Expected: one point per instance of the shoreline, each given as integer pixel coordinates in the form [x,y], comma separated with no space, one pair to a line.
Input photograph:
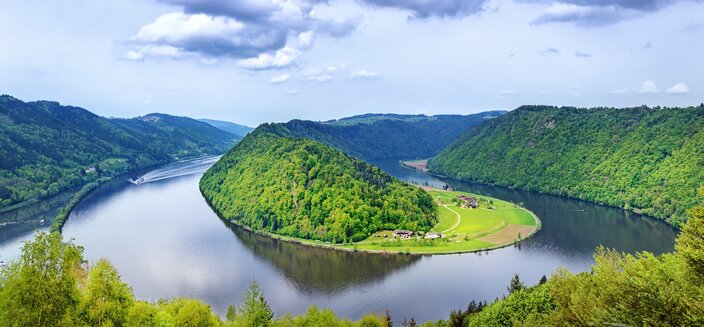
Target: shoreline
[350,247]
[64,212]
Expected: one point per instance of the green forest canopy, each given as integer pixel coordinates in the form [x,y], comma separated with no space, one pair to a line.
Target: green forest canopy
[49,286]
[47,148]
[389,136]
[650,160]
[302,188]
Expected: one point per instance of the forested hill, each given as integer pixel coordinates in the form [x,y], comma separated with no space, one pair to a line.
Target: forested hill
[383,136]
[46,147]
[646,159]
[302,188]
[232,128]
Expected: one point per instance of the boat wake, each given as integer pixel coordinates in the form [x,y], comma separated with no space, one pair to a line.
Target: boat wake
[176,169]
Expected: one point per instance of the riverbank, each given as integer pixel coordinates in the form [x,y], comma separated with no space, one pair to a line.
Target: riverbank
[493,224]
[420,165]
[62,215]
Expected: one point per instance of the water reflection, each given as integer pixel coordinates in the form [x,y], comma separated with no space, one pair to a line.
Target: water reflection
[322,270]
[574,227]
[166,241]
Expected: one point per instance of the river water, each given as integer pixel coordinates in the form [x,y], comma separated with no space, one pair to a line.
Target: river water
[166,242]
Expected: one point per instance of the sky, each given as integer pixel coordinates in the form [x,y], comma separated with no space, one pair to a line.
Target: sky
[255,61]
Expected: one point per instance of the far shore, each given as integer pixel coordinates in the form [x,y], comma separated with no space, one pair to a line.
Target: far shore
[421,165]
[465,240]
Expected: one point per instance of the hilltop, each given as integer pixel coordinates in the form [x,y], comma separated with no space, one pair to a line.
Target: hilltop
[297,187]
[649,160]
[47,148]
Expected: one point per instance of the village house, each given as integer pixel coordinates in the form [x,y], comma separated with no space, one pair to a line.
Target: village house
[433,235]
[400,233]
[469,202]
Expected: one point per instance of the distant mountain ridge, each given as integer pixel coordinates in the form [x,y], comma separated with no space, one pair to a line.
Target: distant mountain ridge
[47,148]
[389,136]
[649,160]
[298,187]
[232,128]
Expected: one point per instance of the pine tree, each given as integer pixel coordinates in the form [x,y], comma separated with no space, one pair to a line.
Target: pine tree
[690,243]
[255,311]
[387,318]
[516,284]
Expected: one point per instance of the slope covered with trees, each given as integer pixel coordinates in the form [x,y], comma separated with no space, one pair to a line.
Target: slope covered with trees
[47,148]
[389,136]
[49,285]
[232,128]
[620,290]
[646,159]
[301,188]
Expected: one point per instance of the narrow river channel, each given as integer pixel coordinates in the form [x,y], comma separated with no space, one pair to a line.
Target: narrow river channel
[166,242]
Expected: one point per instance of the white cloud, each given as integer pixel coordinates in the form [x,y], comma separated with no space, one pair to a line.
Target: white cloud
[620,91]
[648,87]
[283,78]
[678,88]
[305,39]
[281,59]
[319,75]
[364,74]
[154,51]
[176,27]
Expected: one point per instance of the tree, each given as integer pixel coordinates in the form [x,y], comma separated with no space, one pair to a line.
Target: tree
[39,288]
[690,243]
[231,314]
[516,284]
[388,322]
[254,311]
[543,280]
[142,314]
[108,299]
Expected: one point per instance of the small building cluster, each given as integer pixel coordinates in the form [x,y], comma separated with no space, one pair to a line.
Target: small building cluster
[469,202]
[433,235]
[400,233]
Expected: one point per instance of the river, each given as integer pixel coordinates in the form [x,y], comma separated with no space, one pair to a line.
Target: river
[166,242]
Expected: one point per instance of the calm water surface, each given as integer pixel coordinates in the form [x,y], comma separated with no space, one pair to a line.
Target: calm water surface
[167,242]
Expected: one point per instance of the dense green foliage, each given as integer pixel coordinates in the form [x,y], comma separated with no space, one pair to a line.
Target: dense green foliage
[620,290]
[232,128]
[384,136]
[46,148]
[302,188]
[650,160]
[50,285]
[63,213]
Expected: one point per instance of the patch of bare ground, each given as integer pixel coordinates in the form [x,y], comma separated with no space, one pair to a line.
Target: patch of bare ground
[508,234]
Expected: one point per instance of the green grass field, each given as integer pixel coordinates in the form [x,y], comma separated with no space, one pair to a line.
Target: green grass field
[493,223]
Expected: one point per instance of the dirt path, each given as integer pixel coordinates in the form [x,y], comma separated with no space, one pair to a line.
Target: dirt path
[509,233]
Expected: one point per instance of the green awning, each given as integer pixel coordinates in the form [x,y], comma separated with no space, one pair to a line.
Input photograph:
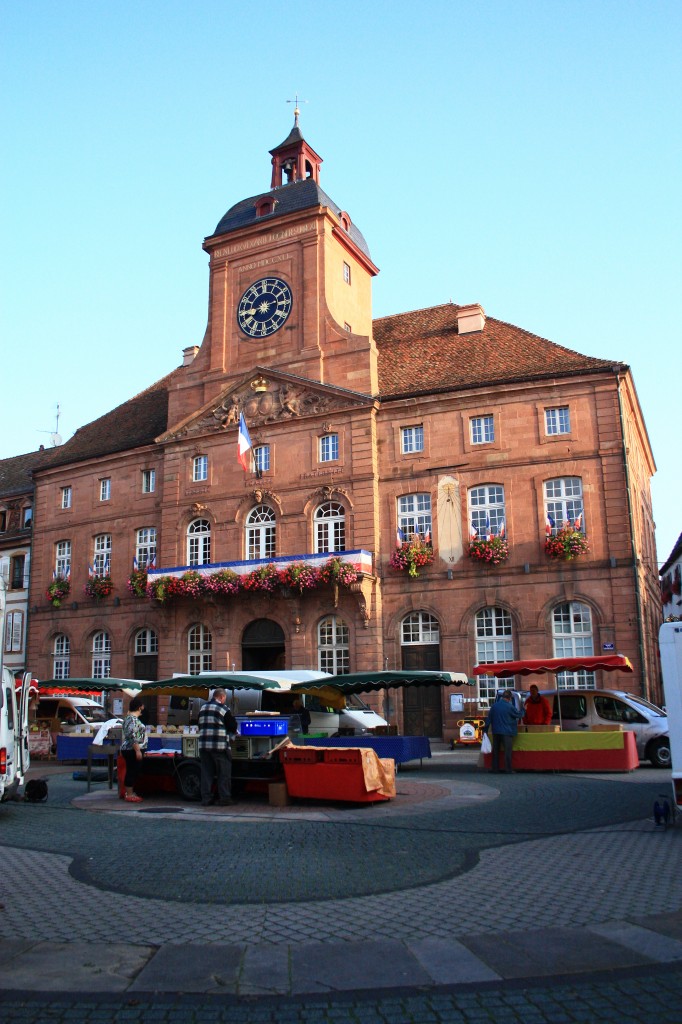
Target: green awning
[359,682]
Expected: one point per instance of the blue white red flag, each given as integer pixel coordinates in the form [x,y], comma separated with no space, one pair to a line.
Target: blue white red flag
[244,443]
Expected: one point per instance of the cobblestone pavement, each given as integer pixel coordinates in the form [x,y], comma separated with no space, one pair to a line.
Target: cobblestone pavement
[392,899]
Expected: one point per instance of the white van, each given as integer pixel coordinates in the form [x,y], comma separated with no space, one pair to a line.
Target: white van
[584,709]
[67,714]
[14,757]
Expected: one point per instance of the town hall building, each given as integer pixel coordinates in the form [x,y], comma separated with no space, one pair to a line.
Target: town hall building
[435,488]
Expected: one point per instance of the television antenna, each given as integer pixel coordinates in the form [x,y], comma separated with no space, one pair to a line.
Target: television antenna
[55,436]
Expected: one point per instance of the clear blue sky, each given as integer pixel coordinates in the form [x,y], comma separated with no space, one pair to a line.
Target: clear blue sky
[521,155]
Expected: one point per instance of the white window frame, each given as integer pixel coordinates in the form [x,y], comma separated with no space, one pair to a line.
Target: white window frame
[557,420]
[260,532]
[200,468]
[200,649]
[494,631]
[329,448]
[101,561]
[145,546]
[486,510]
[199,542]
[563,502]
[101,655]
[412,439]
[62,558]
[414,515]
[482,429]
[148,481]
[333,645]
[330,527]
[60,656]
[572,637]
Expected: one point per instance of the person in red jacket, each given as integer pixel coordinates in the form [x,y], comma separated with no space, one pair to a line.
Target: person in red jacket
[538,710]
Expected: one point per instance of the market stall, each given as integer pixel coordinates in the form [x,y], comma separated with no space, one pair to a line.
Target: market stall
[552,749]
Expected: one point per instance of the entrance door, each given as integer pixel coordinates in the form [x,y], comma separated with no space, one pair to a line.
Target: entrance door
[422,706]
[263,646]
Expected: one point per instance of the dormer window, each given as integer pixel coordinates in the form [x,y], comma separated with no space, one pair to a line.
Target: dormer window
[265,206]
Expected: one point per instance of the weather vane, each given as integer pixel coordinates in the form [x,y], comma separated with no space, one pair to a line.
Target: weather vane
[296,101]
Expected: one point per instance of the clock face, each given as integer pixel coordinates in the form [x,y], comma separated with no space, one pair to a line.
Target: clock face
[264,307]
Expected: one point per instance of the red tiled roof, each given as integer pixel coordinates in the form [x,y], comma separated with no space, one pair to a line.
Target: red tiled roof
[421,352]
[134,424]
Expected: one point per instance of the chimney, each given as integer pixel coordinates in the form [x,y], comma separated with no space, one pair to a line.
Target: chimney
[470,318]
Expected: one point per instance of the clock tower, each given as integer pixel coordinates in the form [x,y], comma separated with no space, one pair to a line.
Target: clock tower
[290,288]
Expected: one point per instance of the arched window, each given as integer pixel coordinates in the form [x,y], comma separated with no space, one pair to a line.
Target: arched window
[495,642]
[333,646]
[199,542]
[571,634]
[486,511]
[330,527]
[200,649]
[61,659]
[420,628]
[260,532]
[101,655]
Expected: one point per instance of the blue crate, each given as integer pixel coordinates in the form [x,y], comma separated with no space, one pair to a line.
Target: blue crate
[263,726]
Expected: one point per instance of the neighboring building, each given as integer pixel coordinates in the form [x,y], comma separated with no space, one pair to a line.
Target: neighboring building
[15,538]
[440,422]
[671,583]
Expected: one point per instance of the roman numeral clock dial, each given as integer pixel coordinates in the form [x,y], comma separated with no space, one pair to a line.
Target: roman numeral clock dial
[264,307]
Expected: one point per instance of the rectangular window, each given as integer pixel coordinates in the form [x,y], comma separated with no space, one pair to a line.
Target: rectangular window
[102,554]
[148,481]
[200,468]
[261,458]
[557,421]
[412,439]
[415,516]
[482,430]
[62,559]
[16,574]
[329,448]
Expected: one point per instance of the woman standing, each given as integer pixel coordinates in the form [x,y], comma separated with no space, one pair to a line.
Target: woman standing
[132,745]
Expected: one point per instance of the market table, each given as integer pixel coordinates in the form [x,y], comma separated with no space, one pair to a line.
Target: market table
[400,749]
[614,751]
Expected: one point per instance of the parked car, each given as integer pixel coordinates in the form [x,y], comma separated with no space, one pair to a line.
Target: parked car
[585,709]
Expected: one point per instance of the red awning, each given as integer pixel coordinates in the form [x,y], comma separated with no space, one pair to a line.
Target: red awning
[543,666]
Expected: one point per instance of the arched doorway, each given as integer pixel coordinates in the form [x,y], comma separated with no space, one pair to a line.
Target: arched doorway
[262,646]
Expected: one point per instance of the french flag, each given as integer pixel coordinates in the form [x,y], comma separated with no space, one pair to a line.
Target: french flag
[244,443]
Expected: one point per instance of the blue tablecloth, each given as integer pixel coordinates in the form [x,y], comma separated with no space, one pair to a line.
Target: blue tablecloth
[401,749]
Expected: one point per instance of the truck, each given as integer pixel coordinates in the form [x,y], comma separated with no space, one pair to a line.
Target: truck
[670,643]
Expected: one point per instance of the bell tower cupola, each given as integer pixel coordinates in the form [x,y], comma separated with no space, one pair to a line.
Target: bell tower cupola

▶ THE EXERCISE:
Write out the lines above, starting at the line that contains "Expected: one point per instance of the rectangular" and ending with the final line, and nothing else; copy them exactly.

▶ ANSWER:
Expected: one point per instance of the rectangular window, each given as integer pixel coordinates in the form [x,y], comma separated with no space, one pair to a line.
Target: rectangular window
[102,554]
[148,481]
[200,468]
[261,458]
[557,421]
[412,439]
[415,516]
[482,430]
[62,559]
[16,574]
[329,448]
Expected: one point per instance of the woman standing, each given as integer pixel coordinates in the form [x,y], comma separated with no space, one pair to a line.
Target: woman standing
[132,745]
Expected: one point per instance of the market table, each given as integer pixel coordinates in the form [x,y], comma separated with no space, one pair to a line.
Target: market table
[400,749]
[614,751]
Expected: one point per instance of the parked car, each given as integer pixel coordinates in the form [x,y], comma separated with no space, one pair to a line.
Target: parked car
[585,709]
Expected: one point per instance of the red awning, each given as integer pixel coordinates in the form [x,y], comma separated with no space, one pair to a line.
Target: red awning
[543,666]
Expected: one point per instance of the arched doorway, each given as integer pixel coordinates in the form [x,y], comma separated with no space, one pair to a line.
Target: arched doorway
[262,646]
Expected: one point per instance of the french flag, each given as integer pixel coordinates in the form [x,y], comma separated with no space, one pair to a line.
Target: french flag
[244,443]
Expected: one point per instance of the blue tablecloth, each given as integer pixel coordinates in the form [x,y], comma separated with no space, one pair to a line.
Target: blue tablecloth
[401,749]
Expected: one point per instance of the truck, each given as integer pixel coordinates in the form [x,y], comma separated with no space, one pair to a line.
Target: truck
[670,643]
Expected: one point per instance of the bell tower cupola, each given as integer pixel coordinates in the form [x,y], comma separated with no space, one pair to a line.
Target: bell tower cupola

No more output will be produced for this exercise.